Every line of the material is to be repeated exactly as it stands.

----

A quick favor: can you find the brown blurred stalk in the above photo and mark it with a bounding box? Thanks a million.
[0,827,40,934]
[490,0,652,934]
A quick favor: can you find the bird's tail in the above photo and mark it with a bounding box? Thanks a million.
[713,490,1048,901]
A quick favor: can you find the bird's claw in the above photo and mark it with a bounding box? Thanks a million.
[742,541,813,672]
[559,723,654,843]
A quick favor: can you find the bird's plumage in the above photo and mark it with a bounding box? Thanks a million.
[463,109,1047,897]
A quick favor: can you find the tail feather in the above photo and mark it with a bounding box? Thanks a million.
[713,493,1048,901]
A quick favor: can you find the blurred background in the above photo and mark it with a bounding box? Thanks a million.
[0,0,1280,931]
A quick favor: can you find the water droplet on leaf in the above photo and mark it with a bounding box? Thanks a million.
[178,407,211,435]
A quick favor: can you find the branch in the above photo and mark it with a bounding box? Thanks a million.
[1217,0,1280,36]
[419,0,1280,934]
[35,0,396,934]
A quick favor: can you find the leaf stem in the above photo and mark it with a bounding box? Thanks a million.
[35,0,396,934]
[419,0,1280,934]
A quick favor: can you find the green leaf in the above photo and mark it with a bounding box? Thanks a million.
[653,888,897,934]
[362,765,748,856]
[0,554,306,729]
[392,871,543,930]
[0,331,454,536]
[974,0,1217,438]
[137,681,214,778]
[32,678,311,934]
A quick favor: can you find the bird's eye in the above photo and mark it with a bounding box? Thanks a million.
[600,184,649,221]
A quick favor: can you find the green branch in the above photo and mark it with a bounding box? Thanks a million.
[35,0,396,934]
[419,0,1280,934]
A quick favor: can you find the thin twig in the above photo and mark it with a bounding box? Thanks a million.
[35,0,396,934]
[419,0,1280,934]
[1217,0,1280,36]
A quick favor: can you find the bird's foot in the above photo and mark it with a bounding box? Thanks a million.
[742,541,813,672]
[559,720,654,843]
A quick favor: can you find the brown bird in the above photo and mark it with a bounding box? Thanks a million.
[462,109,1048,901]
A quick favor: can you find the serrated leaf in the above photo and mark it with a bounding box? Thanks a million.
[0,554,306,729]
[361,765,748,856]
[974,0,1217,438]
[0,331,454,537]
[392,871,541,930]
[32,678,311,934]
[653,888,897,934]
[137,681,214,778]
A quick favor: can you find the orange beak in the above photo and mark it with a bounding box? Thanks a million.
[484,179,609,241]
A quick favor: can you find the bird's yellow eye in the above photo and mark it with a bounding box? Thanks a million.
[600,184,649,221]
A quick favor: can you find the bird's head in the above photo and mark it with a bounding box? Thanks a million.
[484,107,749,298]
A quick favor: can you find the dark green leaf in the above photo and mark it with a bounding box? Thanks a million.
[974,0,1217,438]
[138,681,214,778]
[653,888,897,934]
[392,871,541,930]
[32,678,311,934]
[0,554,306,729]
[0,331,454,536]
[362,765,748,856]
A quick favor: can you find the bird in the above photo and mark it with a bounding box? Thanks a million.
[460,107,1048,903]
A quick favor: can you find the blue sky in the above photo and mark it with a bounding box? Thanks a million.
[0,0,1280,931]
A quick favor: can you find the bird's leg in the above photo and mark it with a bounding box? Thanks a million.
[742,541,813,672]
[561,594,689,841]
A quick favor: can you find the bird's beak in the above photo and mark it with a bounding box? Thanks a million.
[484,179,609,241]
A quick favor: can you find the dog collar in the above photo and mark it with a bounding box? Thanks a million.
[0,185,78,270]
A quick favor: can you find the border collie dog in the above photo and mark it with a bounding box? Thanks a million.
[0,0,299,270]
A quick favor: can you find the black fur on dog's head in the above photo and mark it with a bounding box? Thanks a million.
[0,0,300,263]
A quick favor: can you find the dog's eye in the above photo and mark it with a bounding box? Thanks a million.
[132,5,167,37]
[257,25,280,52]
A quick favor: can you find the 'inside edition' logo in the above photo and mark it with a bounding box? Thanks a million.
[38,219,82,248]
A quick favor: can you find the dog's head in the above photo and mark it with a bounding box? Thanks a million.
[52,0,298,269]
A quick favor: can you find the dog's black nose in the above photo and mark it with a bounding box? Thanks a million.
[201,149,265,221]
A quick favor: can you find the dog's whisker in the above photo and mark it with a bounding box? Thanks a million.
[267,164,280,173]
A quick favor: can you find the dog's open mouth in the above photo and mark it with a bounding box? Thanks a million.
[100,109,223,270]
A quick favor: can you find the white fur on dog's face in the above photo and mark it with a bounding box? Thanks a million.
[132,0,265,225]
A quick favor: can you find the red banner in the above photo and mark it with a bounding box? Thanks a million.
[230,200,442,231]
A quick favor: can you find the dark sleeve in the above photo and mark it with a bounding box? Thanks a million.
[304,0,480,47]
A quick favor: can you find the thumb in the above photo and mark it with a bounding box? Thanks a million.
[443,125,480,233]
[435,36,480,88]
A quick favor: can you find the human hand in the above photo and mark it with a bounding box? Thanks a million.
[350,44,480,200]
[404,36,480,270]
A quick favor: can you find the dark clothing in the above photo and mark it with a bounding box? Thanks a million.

----

**SOLUTION FOR THIS PROBLEM**.
A quick favor: can you find the brown blurred stalk in the above photo and mark it with a bounding box? Thanks a million.
[0,827,40,934]
[490,0,652,934]
A quick favor: can you find the bird's tail in the above photo and mark it with a bounding box? Thanks a million.
[713,490,1048,901]
A quick favor: can you find the bird's claw in the above photo and mark it with a bounding box? Thanks a million.
[742,541,813,672]
[559,723,654,843]
A quick favor: can you find the bird's plumage in the above photo and mark it with a bounding box? Thanks a million.
[463,109,1047,897]
A quick favor: can you find the tail feather in the above photo and mark it with a bounding box? Thanks a million.
[713,493,1048,901]
A quick favor: can you find the blurred background in the above photo and mark it with a bounding box? Thanks a million.
[0,0,1280,931]
A quick favor: can you find the water droplet on leaf in the above photo and mark it with a bounding box? Thanks a million.
[178,407,211,435]
A quick favor: can you find the branch in the above photo and mark it with a bounding box? Thanks a million.
[1217,0,1280,36]
[419,0,1280,934]
[35,0,396,934]
A quick favor: can you find the leaf stem in the above photo and mark it with a bounding box? Thanks a million.
[35,0,396,934]
[419,0,1280,934]
A quick favor: can you find the green leaf in the above photo and mark it with a bounding box? Thanks a million.
[653,888,897,934]
[362,765,748,856]
[0,554,306,729]
[392,871,543,930]
[0,331,454,536]
[974,0,1217,438]
[137,681,214,778]
[32,678,311,934]
A quick favor: can you find the bird's eye in the above photo and mark it with a bounding box? Thanks a million.
[600,184,649,221]
A quick favor: can you find the green branch in the above photo and mark it with a bounding box? Thanks a million.
[35,0,396,934]
[419,0,1280,934]
A quick favor: can you find the thin twig in the above photo and mark it with a bounding box? Thanks a million.
[35,0,396,934]
[419,0,1280,934]
[1217,0,1280,36]
A quick favor: can you find the bird's foot in the above photo and mark it with a bounding box? Thanks a million.
[742,541,813,672]
[559,720,654,843]
A quick favor: can you find the brown bird in the above photo and mark it with a bounding box? Thanks a million.
[462,109,1048,901]
A quick favor: can you find the serrated leaf in the above photo and mark it with a bounding box? Thanks a million.
[0,554,306,729]
[361,765,748,856]
[974,0,1217,438]
[0,331,454,537]
[392,871,541,930]
[32,678,311,934]
[653,888,897,934]
[137,681,214,778]
A quick favor: can you find the orange beak in the above photo and mark it with a bounding box? Thanks a million.
[484,179,609,241]
A quick favor: can you find the bird's yellow eye in the above photo and mark it with a bounding box? Thanks a million.
[600,184,649,221]
A quick favor: can you find the bird's head in the above photo and mark it with a bounding box? Thanks a million.
[484,107,749,298]
A quick favor: can you find the dark green leaf in the above photo and mark it with a bounding box? Thanks a million.
[974,0,1217,438]
[138,681,214,778]
[653,888,897,934]
[392,871,541,930]
[32,678,311,934]
[0,554,306,729]
[0,331,454,536]
[362,765,748,856]
A quick favor: can you find the bird in the above photo and mark it with a bounding box? Thanks a million.
[460,107,1048,903]
A quick favor: can you find the blue sky in the above photo and mark it with a bounding box? Thanks a million.
[0,0,1280,931]
A quick favor: can you find the bird's leg in the above photo and mark it with a bounding box? Thanks a million.
[742,541,813,672]
[561,594,689,841]
A quick favor: can you find the bird's beak in the above photo and mark it with a bounding box? Thanks a million.
[484,179,609,241]
A quick favor: can you find the dog collar in the above photo and mark it with a bounding box? Thanks a million.
[0,185,78,270]
A quick favor: can you find the border collie dog in the above photo and mark it with a bounding box? Thanks a million.
[0,0,299,270]
A quick favor: can you find the black fur on dog's head in the above photo and mark it with a bounding box? Thanks a million.
[0,0,300,263]
A quick favor: can you find the dog's eye in the above photo and mark it with a bounding box? Thanks a million.
[132,5,167,37]
[257,25,280,52]
A quick favor: can you find the 'inside edition' logo in the above photo and mark it with a bounding box? Thanks a million.
[38,219,82,248]
A quick favor: can you find the dog's head in the above photo and mark it with a bounding box? Thanks a million.
[52,0,298,269]
A quick favor: can you find the dog's black nose in the above photo and mark it with a bounding box? Thanks a million.
[201,149,265,221]
A quick favor: can you find the dog's whisker in the above photo and mark it with a bounding box? Thanks a million.
[267,164,280,173]
A quick favor: can you find the dog's open mouth in the above photo and mark it with a bounding box? Thanks a million.
[100,109,223,270]
A quick favor: can you find the white fur on dog's face in the above photo and mark it with a bounding box? Thanks a million.
[132,0,265,225]
A quick favor: can you find the red banner in the above photo and mark it with a bounding box? Thanks a million.
[230,200,442,231]
A quick favor: can you find the dark sleeve in the above photo and mark it with a bounding box? Thanks a million.
[304,0,480,47]
A quick favor: can you find the thumb in the above photo and mark it with a bounding box? Thanks a million.
[443,125,480,233]
[435,36,480,88]
A quick favor: can you find the human hand in the above photo and mark it with a bounding box? Thanks a million.
[350,44,480,200]
[404,36,480,270]
A quick favor: can you find the dark clothing in the above photo and mark it with a bounding box? Thanks a million.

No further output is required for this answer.